- _Selected passage_
>> start

Hinduja Leyland Finance rating upgraded to AA by CARE
Chennai: Hinduja Leyland Finance (HLF), the non-banking financier and a subsidiary of CV maker Ashok Leyland, today announced its revision in credit ratings from CARE.
Care Ratings Ltd has upgraded the long-term rating of HLF to “CARE AA (Double A), Stable.”
A HLF release here said this rating applies to long-term bank loan facilities, non-convertible debentures, market-linked debentures, and subordinated debt.
The rating factors in the experienced management team of HLF improved capitalization levels and demonstrated the ability of
HLF to raise funds to support business growth, diversified product profile, geographically-diversified loan portfolio, and relatively diversified funding profile.
The rating upgrade also considers the significant increase in the scale of operation along with the improvement in asset quality and profitability parameters on a sustained basis.

>> end

- _Set problem 1_
Rewrite the stretch of the rating upgrade article from "Care Ratings Ltd" through "a sustained basis.", replacing "HLF" with "Hinduja Leyland Finance".
- _Set problem 2_
Write the next part of the article about the credit rating upgrade for Hinduja Leyland Finance, picking up after its final sentence.
The lines after this article about the rating upgrade play no part in what is asked.

- _Data provided_
>> start

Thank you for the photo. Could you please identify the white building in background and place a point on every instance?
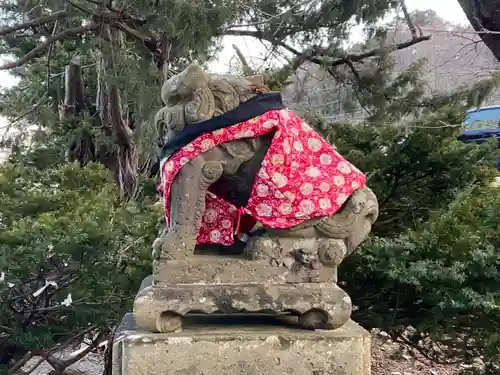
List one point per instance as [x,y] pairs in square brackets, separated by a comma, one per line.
[455,56]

>> end

- _Task output 1_
Care Ratings Ltd has upgraded the long-term rating of Hinduja Leyland Finance to “CARE AA (Double A), Stable.”
A Hinduja Leyland Finance release here said this rating applies to long-term bank loan facilities, non-convertible debentures, market-linked debentures, and subordinated debt.
The rating factors in the experienced management team of Hinduja Leyland Finance improved capitalization levels and demonstrated the ability of
Hinduja Leyland Finance to raise funds to support business growth, diversified product profile, geographically-diversified loan portfolio, and relatively diversified funding profile.
The rating upgrade also considers the significant increase in the scale of operation along with the improvement in asset quality and profitability parameters on a sustained basis.

- _Task output 2_
HLF MD and CEO Sachin Pillai said “the current rating upgrade by
CARE to AA (Double A) signifies our ability to navigate the business through challenging times based on a deep understanding of the asset classes we have a presence in.”
The rating upgrade reaffirms the organization’s strength, leadership and financial and operational excellence, he said.
One of the company’s key strengths over the period has been its ability to manage liabilities, he said, adding, the rating upgrade will further strengthen and sharpen the company’s ability on this side.
Especially in the current environment, with the systemic increase in interest rates, Sachin said the rating upgrade could not have come in
at an appropriate time. “It will not only help us to contain the expected hike in interest cost, but also help us further diversify our liabilities in terms of access to new avenues of debt raise, which opens up the company now in the AA category.”
HLF is going through a reverse merger process, which will result in the company getting listed in the very near future.
The company also mobilized Rs.910 crores of fresh capital from Qualified Institutional Buyers (QIB) in October 2022, resulting in an improvement in Capital Adequacy Ratio (CAR).
Considering the equity infusion, the Tier-I CAR is expected to increase by around 5%. Going forward consequent to the merger, net worth is expected to improve further. The recent capital infusion supports AUM growth over the medium term in the existing business segments, he said. (UNI)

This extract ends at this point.